__Exercise prompt__
Copy the material below word for word, from its first line down to the line that contains "(1043, 363)", including that line. Leave the pictures out.

__Records supplied__
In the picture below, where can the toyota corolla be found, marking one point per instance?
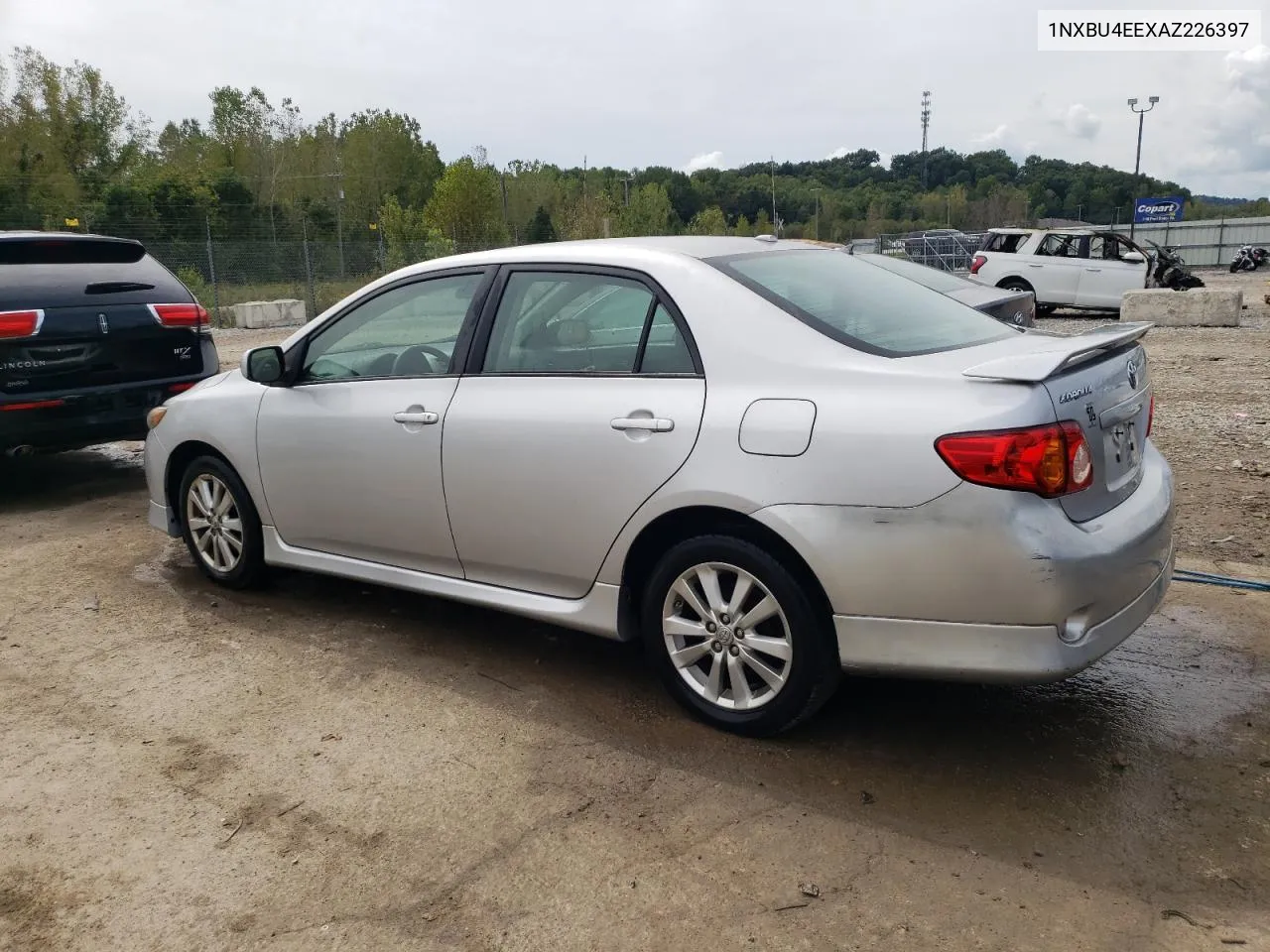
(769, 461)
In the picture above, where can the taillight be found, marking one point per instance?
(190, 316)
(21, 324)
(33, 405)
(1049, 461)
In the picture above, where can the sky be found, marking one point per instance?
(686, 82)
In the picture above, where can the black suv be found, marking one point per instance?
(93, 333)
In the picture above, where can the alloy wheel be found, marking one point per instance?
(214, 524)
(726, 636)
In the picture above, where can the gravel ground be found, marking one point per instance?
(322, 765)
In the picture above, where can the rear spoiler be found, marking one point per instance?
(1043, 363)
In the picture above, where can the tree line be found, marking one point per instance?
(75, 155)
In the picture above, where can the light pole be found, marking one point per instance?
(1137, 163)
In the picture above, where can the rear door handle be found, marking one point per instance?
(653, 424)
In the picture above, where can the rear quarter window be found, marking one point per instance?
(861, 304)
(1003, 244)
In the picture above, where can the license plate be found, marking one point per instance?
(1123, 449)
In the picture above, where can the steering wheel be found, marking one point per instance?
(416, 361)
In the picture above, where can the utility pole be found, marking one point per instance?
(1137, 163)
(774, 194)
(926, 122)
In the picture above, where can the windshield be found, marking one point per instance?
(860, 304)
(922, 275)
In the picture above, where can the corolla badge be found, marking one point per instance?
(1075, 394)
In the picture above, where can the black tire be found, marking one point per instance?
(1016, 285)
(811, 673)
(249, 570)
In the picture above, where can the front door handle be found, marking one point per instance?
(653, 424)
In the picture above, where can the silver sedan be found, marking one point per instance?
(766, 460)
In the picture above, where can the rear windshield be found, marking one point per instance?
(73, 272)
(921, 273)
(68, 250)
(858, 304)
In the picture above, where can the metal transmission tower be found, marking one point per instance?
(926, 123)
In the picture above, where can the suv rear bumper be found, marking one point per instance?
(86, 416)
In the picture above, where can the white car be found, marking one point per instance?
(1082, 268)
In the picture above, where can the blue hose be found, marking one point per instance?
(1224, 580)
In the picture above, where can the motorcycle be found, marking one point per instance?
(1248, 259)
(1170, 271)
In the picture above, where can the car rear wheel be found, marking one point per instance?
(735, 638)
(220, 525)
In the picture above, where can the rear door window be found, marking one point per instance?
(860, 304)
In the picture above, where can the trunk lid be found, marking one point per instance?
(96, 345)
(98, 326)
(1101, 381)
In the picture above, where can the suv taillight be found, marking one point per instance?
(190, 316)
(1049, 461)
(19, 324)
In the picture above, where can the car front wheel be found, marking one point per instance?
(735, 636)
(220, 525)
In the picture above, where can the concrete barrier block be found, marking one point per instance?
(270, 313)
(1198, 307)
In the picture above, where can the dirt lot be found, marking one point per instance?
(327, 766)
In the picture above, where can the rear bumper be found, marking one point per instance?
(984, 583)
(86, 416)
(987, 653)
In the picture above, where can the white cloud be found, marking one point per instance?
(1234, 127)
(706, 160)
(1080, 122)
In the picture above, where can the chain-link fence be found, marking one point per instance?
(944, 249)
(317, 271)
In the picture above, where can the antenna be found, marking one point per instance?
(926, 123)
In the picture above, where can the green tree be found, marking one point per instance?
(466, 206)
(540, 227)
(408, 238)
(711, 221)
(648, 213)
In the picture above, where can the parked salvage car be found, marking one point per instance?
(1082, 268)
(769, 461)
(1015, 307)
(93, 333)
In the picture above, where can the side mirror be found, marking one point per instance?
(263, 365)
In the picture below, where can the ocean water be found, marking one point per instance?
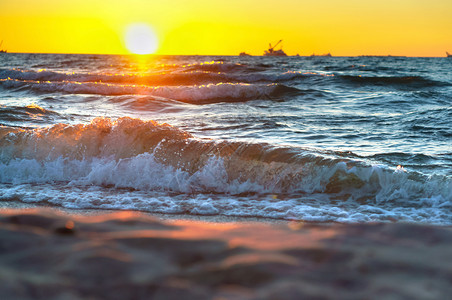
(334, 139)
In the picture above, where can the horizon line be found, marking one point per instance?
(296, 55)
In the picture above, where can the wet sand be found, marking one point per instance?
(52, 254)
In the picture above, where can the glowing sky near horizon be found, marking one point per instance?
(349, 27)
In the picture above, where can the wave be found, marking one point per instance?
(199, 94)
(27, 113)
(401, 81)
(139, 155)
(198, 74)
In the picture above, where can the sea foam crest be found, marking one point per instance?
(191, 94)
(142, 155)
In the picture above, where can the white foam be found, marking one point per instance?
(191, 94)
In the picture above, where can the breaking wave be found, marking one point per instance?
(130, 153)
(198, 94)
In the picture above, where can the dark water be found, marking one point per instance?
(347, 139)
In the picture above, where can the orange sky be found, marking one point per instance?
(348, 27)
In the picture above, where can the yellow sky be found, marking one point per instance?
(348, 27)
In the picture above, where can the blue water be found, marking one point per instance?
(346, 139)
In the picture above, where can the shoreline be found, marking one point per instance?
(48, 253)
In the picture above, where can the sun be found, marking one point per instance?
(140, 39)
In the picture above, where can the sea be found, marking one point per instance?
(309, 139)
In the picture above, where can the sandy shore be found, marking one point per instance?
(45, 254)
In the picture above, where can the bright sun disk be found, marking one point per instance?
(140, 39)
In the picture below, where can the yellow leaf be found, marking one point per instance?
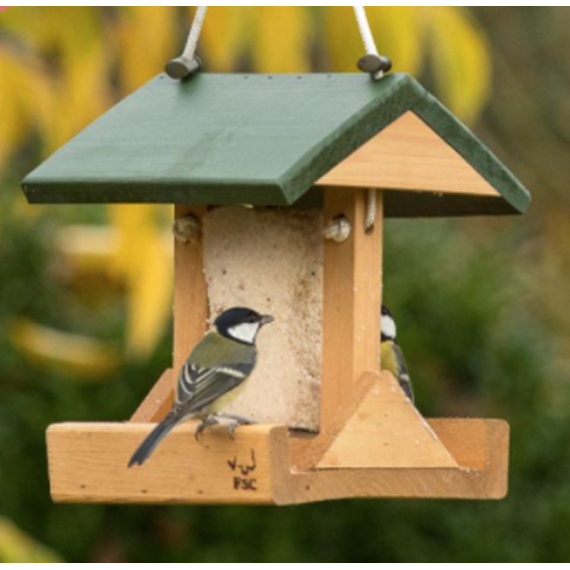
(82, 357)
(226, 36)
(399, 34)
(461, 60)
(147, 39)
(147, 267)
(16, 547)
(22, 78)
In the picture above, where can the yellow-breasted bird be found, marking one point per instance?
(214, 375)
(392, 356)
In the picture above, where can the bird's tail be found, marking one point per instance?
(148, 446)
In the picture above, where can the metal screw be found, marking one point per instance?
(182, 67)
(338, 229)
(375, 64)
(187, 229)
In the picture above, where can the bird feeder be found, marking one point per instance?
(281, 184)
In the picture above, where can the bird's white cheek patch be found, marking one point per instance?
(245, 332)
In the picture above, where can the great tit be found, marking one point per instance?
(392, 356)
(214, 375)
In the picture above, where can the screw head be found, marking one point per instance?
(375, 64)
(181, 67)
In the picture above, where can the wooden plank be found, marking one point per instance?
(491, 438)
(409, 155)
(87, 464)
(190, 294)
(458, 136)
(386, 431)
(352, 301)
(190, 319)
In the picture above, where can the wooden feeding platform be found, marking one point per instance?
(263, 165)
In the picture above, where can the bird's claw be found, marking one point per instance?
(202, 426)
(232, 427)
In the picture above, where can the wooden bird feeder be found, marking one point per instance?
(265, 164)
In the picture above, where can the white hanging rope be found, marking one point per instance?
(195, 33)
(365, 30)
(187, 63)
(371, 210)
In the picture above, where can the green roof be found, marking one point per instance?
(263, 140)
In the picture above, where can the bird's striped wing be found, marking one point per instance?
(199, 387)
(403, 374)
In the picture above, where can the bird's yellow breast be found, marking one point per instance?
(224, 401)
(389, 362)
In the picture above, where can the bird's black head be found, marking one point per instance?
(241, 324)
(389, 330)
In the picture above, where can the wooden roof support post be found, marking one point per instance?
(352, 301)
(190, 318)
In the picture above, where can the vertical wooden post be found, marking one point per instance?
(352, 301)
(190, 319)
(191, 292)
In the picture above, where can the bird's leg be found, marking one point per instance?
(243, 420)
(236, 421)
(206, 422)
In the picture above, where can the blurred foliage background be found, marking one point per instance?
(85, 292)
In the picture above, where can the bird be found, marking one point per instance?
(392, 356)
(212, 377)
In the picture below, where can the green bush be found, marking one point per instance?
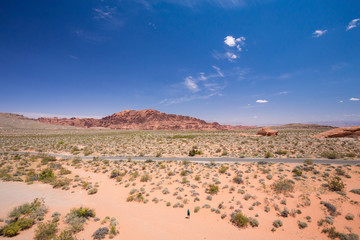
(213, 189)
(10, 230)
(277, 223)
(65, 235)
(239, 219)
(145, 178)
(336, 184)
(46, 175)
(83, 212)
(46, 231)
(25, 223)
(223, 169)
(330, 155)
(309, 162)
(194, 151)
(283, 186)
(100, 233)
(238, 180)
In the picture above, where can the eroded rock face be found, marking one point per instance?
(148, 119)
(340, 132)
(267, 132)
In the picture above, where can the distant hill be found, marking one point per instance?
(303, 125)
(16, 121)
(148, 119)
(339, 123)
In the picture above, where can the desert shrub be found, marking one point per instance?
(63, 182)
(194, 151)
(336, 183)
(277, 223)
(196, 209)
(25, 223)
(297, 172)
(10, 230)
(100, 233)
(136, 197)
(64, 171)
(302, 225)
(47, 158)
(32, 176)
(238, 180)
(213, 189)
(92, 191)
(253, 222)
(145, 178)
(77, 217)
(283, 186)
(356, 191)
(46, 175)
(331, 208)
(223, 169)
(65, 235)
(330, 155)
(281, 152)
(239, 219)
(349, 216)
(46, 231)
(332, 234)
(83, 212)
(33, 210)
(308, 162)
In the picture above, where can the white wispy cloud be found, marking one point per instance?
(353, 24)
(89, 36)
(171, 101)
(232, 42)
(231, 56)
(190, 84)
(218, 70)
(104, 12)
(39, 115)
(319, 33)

__Answer in full__
In the picture below, where can the toyota corolla be found, marking one point per instance?
(769, 461)
In the picture above, where can the taillight be found, marking one point per instance?
(190, 316)
(21, 324)
(33, 405)
(1049, 461)
In the picture above, where can the sky be found, marking one point per instance?
(686, 82)
In the picture above, where can the black suv be found, marking one point per instance?
(93, 333)
In the picture above, where can the alloy wheel be found, marking one point per instance?
(214, 524)
(726, 636)
In the picture above, where can the gravel ground be found, marking one point per instance?
(322, 765)
In the picture above, where can the rear spoiler be found, marking one point per instance?
(1043, 363)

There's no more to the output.